- [PROBLEM REQUIREMENTS]: Transcribe the material verbatim in full; the pictures do not belong in the copy.
------ MATERIAL SHOWN
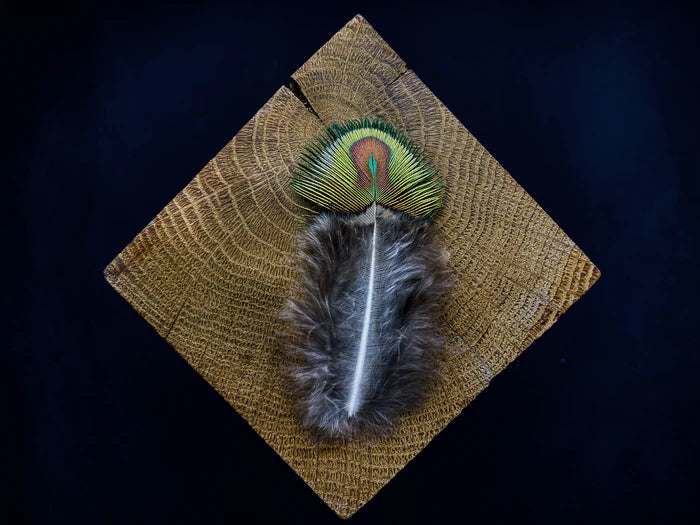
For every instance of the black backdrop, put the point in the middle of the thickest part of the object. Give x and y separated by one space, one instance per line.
110 112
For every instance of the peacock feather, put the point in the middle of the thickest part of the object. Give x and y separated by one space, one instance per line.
357 162
372 277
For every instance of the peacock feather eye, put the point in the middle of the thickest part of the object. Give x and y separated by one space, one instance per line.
352 164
------------
- [ANSWER TO THE EXERCISE]:
For every instance of the black backdrop, put the point in the middle of the thickest part of the object. Give x and y separated by one space, one instance per line.
110 112
For every instance of the peacock feather, put the point in the middle of the thickest part of the object. Give x and y separated by one space, one instance per line.
357 162
372 277
For every instance of the peacock feather eye, put the point in the middle of the thickest part of the object. Give x and y separated by one space, one instance per line.
352 164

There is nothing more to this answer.